◆ YOUR GOAL: Count the lines in the entries below that contain the word "pale". Reply with the number alone.

◆ DATA SUPPLIED:
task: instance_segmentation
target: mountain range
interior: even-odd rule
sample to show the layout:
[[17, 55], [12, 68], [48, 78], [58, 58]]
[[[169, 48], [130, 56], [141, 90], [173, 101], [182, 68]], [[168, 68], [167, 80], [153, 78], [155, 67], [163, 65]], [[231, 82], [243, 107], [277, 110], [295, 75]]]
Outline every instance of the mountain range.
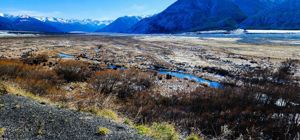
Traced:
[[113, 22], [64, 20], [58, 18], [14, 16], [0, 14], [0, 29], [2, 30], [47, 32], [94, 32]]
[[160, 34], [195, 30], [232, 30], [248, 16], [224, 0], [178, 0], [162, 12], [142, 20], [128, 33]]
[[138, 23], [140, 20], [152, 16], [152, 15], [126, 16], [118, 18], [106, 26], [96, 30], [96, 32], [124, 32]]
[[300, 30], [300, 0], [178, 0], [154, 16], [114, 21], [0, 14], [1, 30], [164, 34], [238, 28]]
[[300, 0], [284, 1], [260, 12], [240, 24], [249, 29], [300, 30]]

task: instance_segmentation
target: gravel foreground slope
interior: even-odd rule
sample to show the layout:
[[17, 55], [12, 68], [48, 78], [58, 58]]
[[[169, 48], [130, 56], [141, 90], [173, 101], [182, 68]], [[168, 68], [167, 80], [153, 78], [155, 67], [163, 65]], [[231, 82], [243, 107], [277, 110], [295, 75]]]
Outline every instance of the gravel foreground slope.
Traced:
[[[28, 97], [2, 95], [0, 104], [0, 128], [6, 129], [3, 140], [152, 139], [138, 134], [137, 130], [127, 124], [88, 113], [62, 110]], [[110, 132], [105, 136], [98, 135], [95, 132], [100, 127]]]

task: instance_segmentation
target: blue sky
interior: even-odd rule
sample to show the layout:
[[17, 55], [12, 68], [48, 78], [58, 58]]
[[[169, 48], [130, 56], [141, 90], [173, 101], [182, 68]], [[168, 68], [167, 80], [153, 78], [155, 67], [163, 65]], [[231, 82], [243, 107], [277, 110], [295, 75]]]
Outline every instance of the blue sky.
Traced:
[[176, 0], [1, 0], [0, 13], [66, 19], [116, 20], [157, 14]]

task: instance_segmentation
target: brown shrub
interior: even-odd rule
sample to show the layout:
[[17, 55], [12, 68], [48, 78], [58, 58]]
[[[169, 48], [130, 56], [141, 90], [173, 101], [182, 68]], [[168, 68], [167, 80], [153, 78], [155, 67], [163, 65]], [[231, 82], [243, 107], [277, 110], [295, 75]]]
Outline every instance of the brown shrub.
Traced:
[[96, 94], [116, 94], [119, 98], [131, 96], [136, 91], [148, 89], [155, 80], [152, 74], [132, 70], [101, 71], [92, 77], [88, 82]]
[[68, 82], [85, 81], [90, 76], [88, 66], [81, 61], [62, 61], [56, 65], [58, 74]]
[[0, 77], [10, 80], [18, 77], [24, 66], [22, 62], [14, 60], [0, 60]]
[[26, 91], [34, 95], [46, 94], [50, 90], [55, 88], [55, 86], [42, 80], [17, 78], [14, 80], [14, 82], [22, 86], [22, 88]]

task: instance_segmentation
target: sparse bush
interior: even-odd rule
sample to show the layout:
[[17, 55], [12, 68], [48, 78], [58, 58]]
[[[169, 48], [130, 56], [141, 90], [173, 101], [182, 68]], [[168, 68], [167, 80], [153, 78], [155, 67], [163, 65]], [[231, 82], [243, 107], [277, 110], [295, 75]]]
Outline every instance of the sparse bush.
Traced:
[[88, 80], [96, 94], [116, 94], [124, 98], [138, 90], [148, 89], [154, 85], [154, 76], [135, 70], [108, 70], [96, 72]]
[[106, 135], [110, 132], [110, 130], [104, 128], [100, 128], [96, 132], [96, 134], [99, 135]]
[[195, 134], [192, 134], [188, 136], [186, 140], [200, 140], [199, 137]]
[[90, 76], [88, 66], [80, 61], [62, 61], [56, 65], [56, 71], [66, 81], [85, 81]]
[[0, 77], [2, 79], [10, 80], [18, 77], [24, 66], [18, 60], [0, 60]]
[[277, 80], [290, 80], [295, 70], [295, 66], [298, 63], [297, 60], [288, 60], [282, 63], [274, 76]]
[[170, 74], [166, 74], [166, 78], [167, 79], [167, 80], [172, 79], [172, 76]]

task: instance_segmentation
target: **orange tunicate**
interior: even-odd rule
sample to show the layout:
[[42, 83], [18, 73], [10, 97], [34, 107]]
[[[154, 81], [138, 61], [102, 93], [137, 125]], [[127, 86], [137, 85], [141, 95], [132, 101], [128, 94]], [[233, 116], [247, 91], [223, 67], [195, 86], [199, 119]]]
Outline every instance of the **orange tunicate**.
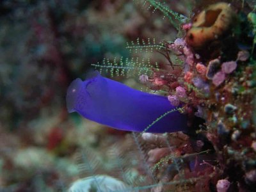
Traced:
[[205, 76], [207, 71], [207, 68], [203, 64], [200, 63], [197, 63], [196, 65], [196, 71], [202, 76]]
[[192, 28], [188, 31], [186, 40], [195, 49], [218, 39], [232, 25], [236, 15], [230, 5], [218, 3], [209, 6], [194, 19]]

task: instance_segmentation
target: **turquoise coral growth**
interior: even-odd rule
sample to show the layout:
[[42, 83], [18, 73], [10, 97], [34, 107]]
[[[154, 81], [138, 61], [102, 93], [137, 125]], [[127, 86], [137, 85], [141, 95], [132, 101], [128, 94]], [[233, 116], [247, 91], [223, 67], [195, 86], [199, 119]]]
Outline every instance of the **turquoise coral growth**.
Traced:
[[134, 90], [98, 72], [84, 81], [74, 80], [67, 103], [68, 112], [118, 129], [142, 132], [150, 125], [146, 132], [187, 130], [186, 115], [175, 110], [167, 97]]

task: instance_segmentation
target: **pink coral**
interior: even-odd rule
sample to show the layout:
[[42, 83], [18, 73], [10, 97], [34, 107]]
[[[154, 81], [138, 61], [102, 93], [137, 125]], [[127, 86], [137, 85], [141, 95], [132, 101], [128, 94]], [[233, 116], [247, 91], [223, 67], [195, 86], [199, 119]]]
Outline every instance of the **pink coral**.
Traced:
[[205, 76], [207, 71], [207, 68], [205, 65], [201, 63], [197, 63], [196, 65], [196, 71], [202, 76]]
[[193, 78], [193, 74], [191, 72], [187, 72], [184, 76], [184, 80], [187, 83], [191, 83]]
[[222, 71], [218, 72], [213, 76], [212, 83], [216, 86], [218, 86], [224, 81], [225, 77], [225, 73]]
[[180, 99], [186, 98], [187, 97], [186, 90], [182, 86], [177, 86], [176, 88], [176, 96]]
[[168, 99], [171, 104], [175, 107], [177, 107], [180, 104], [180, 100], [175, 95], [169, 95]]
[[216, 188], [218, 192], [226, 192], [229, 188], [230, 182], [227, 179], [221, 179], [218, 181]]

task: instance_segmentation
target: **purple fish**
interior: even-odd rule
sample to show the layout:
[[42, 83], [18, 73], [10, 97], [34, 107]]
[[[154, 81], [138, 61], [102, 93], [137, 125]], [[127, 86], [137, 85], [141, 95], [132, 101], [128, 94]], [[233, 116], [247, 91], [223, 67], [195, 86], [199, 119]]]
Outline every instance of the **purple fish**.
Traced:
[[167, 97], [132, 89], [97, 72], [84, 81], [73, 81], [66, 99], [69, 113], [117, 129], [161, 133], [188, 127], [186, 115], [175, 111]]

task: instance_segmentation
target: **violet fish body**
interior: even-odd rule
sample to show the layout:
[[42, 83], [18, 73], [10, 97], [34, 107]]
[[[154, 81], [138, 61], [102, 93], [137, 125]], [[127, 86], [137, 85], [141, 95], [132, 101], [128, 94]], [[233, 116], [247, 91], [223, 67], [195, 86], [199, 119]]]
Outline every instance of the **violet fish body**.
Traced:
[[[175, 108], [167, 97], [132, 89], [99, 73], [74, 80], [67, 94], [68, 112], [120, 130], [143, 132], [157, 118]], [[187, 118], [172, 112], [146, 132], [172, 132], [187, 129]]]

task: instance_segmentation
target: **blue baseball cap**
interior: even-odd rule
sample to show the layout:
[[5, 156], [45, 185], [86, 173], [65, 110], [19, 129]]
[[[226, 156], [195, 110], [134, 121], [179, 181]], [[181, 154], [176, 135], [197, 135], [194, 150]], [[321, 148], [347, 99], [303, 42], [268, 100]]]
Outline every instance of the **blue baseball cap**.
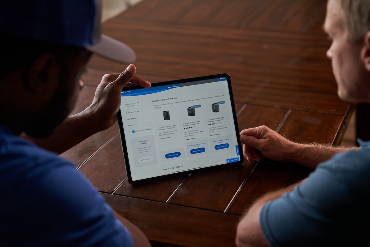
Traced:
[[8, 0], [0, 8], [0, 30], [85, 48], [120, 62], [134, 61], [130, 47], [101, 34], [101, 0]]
---
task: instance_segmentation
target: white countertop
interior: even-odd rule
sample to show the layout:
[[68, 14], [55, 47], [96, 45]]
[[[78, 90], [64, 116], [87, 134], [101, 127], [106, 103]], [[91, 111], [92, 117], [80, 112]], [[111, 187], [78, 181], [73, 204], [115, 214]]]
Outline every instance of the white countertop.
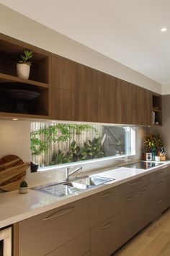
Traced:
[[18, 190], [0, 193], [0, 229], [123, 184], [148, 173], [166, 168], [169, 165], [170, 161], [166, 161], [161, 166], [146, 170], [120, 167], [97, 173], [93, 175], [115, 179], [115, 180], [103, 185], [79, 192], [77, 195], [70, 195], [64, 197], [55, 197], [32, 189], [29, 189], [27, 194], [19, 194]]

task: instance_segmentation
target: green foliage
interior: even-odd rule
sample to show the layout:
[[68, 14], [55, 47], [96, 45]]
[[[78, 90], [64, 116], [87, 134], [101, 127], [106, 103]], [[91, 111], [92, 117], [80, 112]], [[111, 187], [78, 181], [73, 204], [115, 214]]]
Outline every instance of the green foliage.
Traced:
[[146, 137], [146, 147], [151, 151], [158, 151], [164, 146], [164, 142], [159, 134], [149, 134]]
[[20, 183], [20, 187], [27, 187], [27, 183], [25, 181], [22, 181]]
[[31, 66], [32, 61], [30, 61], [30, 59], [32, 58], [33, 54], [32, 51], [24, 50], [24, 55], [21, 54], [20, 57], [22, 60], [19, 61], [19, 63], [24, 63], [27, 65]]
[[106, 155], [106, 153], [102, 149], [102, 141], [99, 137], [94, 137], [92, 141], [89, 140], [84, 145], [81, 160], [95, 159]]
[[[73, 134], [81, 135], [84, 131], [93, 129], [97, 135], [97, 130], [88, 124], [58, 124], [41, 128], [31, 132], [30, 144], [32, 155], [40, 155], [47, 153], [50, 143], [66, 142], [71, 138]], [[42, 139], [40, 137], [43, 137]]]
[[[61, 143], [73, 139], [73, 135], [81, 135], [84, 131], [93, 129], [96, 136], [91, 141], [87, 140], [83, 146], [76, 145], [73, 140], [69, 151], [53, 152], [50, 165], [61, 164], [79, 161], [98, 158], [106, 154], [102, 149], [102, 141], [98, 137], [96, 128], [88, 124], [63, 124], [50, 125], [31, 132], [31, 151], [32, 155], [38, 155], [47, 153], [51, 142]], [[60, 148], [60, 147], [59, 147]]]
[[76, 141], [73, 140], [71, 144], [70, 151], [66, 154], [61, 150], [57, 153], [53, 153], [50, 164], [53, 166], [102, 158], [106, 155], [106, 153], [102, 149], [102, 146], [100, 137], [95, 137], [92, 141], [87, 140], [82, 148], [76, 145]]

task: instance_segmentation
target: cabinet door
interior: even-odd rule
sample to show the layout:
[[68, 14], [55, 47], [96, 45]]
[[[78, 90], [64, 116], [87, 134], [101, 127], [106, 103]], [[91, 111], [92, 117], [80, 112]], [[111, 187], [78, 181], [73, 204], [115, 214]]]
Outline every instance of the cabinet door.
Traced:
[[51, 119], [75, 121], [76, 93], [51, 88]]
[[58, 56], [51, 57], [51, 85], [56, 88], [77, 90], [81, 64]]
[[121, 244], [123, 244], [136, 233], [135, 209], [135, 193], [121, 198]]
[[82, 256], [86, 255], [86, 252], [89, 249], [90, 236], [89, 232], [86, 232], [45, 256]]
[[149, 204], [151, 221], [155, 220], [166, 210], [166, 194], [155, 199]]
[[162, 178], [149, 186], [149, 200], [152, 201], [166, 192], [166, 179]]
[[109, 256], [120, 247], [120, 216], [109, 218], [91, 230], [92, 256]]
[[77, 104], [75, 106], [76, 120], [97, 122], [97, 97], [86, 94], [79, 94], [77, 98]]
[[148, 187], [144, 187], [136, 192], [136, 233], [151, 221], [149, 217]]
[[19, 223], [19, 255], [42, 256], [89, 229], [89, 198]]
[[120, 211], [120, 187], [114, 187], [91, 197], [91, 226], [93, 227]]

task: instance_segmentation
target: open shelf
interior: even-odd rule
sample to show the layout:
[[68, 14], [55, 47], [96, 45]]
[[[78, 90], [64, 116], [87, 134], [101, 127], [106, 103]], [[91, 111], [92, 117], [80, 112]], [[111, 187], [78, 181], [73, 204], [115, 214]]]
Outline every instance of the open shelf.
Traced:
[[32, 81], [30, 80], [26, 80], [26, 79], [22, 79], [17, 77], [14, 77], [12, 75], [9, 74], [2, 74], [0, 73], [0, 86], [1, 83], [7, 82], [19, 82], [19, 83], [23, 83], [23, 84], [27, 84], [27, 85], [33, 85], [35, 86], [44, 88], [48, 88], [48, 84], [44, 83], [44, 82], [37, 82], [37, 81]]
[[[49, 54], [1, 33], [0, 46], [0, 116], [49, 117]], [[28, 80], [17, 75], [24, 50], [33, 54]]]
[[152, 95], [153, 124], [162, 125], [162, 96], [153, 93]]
==
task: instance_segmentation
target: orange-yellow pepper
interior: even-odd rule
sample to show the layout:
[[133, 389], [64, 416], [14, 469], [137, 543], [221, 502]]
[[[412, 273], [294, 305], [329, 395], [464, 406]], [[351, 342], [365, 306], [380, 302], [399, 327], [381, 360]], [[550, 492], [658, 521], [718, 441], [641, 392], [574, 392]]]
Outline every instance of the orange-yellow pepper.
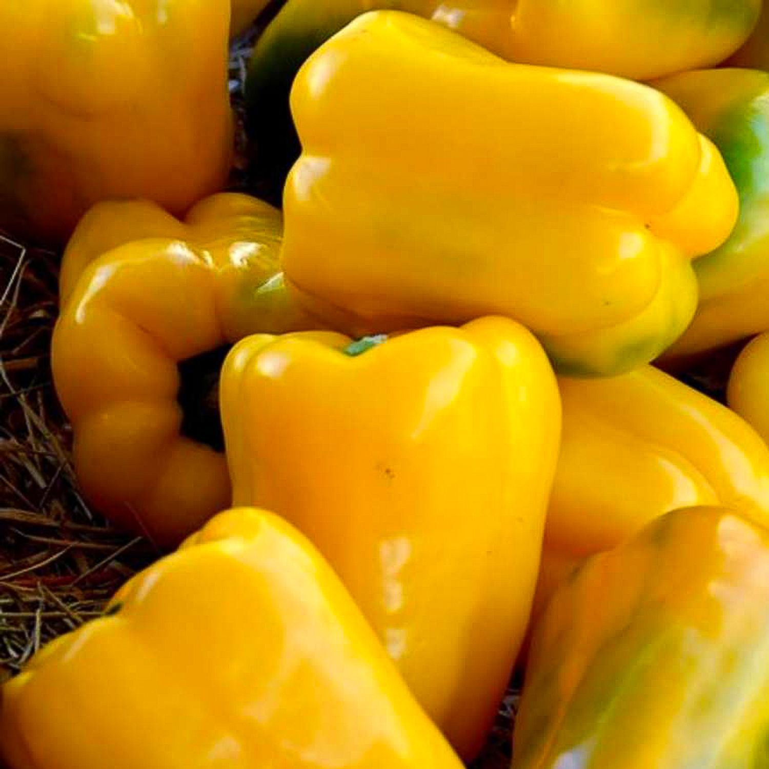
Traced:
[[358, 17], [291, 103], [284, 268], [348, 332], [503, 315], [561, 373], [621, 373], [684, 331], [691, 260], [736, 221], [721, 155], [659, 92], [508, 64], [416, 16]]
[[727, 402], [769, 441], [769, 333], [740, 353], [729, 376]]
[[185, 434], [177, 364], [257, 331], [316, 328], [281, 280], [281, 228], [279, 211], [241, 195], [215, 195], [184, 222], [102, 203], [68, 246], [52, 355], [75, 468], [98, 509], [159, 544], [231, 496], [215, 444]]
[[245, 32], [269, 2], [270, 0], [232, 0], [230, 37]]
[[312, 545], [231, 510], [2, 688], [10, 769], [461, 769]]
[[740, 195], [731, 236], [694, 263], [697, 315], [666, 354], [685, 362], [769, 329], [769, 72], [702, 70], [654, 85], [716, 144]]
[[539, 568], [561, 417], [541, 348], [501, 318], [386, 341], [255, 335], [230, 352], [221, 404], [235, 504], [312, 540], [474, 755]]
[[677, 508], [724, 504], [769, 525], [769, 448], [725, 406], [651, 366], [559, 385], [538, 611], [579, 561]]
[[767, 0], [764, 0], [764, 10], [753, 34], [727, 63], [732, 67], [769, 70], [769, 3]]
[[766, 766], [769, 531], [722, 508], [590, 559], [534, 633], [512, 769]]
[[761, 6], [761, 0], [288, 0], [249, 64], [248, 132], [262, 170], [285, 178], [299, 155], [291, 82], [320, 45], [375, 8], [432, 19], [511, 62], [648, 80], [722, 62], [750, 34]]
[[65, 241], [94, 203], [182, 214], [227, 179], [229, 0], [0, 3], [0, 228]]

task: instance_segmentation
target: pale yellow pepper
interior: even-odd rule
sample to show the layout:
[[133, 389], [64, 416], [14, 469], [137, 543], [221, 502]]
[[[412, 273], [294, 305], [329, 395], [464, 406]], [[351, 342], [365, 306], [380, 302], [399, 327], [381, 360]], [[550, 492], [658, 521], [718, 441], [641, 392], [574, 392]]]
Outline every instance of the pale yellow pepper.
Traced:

◆ FULL SOLUTION: 2